*DATA SUPPLIED*:
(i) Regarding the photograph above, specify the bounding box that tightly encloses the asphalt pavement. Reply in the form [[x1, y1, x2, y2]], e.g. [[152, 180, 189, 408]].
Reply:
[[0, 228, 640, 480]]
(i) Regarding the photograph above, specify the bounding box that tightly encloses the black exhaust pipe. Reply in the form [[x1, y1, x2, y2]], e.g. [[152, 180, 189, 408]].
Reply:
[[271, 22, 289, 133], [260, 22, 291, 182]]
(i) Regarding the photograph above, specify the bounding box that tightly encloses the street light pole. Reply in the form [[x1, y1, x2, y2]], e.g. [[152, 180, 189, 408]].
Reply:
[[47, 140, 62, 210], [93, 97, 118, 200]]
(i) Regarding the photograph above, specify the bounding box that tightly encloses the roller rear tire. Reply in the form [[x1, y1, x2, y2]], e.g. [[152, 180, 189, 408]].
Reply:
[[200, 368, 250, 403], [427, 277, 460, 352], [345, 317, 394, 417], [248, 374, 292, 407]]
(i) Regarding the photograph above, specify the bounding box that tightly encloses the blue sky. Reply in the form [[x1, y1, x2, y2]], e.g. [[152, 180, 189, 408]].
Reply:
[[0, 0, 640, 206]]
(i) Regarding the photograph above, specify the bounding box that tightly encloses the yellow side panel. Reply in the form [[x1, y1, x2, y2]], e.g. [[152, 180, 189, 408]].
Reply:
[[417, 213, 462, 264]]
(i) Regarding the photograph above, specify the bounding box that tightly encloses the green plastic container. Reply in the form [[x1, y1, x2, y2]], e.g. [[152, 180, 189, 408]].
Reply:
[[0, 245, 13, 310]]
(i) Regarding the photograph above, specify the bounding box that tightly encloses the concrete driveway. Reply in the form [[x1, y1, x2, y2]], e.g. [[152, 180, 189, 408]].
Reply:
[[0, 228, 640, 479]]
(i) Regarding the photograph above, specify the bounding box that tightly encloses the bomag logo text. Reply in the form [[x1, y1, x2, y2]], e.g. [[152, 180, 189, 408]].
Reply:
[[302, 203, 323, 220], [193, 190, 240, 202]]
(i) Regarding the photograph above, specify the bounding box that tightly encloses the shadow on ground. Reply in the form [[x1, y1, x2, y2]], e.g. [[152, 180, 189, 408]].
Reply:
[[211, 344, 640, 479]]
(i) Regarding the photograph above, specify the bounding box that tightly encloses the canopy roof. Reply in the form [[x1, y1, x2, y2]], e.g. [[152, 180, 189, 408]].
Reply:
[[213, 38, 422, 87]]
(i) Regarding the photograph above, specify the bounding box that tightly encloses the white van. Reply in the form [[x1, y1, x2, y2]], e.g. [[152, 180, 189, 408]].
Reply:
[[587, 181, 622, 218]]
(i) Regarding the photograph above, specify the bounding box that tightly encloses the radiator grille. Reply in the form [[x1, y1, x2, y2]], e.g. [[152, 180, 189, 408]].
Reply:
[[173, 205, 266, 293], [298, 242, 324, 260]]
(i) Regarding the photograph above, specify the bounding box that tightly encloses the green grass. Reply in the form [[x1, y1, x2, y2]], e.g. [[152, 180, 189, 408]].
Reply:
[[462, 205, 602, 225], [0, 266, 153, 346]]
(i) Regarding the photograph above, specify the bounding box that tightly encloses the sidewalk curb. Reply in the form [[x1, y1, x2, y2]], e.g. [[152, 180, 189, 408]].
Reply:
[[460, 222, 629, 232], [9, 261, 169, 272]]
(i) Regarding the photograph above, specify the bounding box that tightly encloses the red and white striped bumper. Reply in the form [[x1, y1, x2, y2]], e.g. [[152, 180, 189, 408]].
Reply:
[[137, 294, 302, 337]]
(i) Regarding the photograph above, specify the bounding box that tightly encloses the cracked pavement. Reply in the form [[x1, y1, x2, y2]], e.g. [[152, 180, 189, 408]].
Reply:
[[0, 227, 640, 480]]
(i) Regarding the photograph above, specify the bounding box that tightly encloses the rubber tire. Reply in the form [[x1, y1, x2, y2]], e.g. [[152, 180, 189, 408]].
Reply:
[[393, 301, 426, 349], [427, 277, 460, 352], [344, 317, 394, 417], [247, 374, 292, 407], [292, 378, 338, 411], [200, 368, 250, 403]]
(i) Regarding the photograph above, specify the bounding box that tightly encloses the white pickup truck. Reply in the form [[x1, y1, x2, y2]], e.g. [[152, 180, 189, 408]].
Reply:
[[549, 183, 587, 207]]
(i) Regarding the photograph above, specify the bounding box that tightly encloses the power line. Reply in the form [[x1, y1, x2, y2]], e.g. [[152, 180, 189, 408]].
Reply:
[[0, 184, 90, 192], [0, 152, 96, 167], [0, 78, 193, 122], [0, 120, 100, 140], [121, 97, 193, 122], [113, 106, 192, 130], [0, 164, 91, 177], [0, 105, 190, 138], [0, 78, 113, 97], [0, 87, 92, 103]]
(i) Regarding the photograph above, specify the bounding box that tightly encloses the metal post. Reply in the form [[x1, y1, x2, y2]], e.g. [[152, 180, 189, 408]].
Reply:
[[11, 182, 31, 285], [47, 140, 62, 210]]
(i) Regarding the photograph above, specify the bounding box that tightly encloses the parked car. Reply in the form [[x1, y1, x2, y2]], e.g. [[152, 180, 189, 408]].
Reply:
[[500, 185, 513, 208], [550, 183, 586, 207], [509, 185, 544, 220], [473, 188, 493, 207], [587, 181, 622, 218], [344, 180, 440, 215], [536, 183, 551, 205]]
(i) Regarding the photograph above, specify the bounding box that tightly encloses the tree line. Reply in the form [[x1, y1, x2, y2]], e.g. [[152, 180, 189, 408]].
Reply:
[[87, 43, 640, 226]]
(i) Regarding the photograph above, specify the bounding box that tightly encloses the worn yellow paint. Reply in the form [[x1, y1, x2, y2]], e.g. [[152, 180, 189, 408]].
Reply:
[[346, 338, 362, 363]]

*PROBLEM DETAILS*: Convert every line of the records above into a JSON list of strings, with one string per line and blank lines omitted.

*FULL ANSWER*:
[
  "(i) Regarding the photograph above, specify the bounding box that tightly encloses the asphalt pavement. Reply in the form [[x1, y1, x2, y2]], e.g. [[152, 180, 189, 408]].",
  "Reply:",
  "[[0, 228, 640, 480]]",
  "(i) Regarding the photograph above, specify the bounding box that tightly encloses the black exhaust pipe. Reply in the form [[x1, y1, x2, y2]], e.g. [[152, 180, 189, 408]].",
  "Reply:",
  "[[271, 22, 289, 133], [260, 22, 291, 182]]",
  "(i) Regarding the photograph above, specify the bounding box that tightly encloses the street light pole. Reply in the form [[x1, y1, x2, y2]], e.g. [[152, 180, 189, 408]].",
  "Reply:",
  "[[47, 140, 62, 210], [93, 97, 118, 200]]",
  "(i) Regarding the photograph above, specify the bounding box that tightly encloses the roller rear tire. Reply in the form [[x1, y1, x2, y2]], e.g. [[152, 180, 189, 408]].",
  "Reply:",
  "[[200, 368, 250, 403], [427, 277, 460, 352], [345, 317, 394, 417], [248, 374, 292, 407]]",
  "(i) Regarding the photograph above, specify the bounding box that tightly encloses the blue sky. Reply in the form [[x1, y1, x2, y2]], e.g. [[152, 180, 189, 408]].",
  "Reply:",
  "[[0, 0, 640, 206]]",
  "(i) Regarding the photograph above, specify the bounding box that tightly encloses the yellow side panel. Reply in the form [[x1, y1, x2, y2]], e.g. [[152, 180, 189, 408]].",
  "Reply:",
  "[[417, 213, 462, 264]]",
  "(i) Regarding the photograph above, specify the bounding box that tightly encloses the green plastic container. Reply in the form [[x1, y1, x2, y2]], e.g. [[152, 180, 189, 408]].",
  "Reply:",
  "[[0, 245, 13, 310]]",
  "(i) Regarding the photograph above, specify the bounding box that tightly encloses the concrete driveway. Reply in the form [[x1, y1, x2, y2]], e.g. [[152, 180, 189, 408]].",
  "Reply:",
  "[[0, 228, 640, 479]]",
  "(i) Regarding the photograph above, specify the bounding box that tightly encloses the bomag logo text. Reply in the form [[x1, y1, x2, y2]], e.g. [[152, 180, 189, 408]].",
  "Reply:",
  "[[302, 203, 323, 220], [193, 190, 240, 202]]",
  "(i) Regarding the photograph above, specify the bounding box that tightly encloses the shadow on ground. Reply in the form [[x1, y1, x2, y2]], e.g. [[152, 180, 189, 408]].",
  "Reply:",
  "[[211, 344, 640, 479]]",
  "(i) Regarding the photograph above, specify the bounding box that tightly encloses the canopy roof. Reply in the form [[x1, y1, x2, y2]], e.g. [[152, 180, 189, 408]].",
  "Reply:",
  "[[213, 38, 422, 87]]",
  "(i) Regarding the photograph above, specify the bounding box that tightly encloses the white van. Reply in the form [[x1, y1, x2, y2]], e.g. [[152, 180, 189, 408]].",
  "Reply:",
  "[[587, 181, 622, 218]]",
  "(i) Regarding the photograph above, specify the bounding box that tightly encloses the radiator grille. Reply in the form [[x1, y1, x2, y2]], e.g. [[152, 180, 189, 408]].",
  "Reply:",
  "[[173, 205, 266, 293], [298, 242, 324, 260]]",
  "(i) Regarding the photograph above, specify the bounding box that tightly encloses the green grass. Reply in the form [[x1, y1, x2, y2]], e.g. [[152, 180, 189, 408]].",
  "Reply:",
  "[[462, 205, 602, 225], [0, 266, 153, 346]]",
  "(i) Regarding the photograph above, specify the bounding box that tightly encloses the sidewalk curb. Reply in the form [[x1, y1, x2, y2]], e.g. [[152, 180, 189, 408]].",
  "Reply:",
  "[[460, 222, 629, 232], [9, 261, 169, 272]]",
  "(i) Regarding the photograph above, specify the bounding box that tightly encloses the red and white striped bumper. Reply in the form [[x1, y1, x2, y2]], e.g. [[152, 180, 189, 408]].",
  "Reply:",
  "[[137, 294, 302, 337]]",
  "(i) Regarding the photograph above, specify the bounding box that tightly encloses the cracked pavement. Reply in the form [[x1, y1, x2, y2]], e.g. [[152, 180, 189, 408]].",
  "Reply:",
  "[[0, 227, 640, 480]]",
  "(i) Regarding the photograph above, specify the bounding box that tightly encloses the rubber tire. Reply in the form [[x1, y1, x2, y2]], e.g. [[152, 180, 189, 408]].",
  "Reply:",
  "[[393, 301, 426, 349], [427, 277, 460, 352], [344, 317, 394, 417], [247, 374, 292, 407], [292, 378, 338, 411], [200, 368, 250, 403]]",
  "(i) Regarding the photograph above, specify the bounding box that tightly encloses the white pickup truck. Reply in the form [[x1, y1, x2, y2]], e.g. [[152, 180, 189, 408]].",
  "Reply:",
  "[[549, 183, 587, 207]]",
  "(i) Regarding the photograph above, specify the bounding box that tightly encloses the power line. Reply in the form [[x1, y1, x2, y2]], e.g. [[152, 180, 189, 408]].",
  "Reply:",
  "[[0, 184, 90, 192], [0, 152, 96, 167], [0, 78, 193, 122], [0, 120, 100, 140], [121, 97, 193, 122], [113, 106, 192, 130], [0, 164, 91, 177], [0, 105, 190, 138], [0, 78, 113, 97], [0, 87, 92, 103]]",
  "(i) Regarding the photograph above, specify the bounding box that tightly encloses the metal post. Reply in the form [[x1, y1, x2, y2]], e.g. [[152, 180, 189, 408]].",
  "Reply:",
  "[[11, 182, 31, 285], [47, 140, 62, 210]]",
  "(i) Regarding the photograph above, specify the bounding box that tightly encloses the parked car. Reply in the form [[x1, y1, x2, y2]], e.g. [[152, 180, 189, 408]].",
  "Reply:",
  "[[500, 185, 513, 208], [550, 183, 586, 207], [509, 185, 544, 220], [473, 188, 493, 207], [587, 181, 622, 218], [344, 180, 440, 215], [536, 183, 551, 205]]",
  "(i) Regarding the photograph above, specify the bounding box that tightly encloses the tree line. Reply in the form [[x1, y1, x2, y2]], e.g. [[152, 180, 189, 408]].",
  "Reply:",
  "[[87, 43, 640, 226]]",
  "(i) Regarding the photograph above, specify the bounding box that tightly encloses the worn yellow paint. Reply in the form [[x1, y1, x2, y2]], e.g. [[152, 180, 189, 408]].",
  "Reply:",
  "[[346, 338, 362, 363]]"
]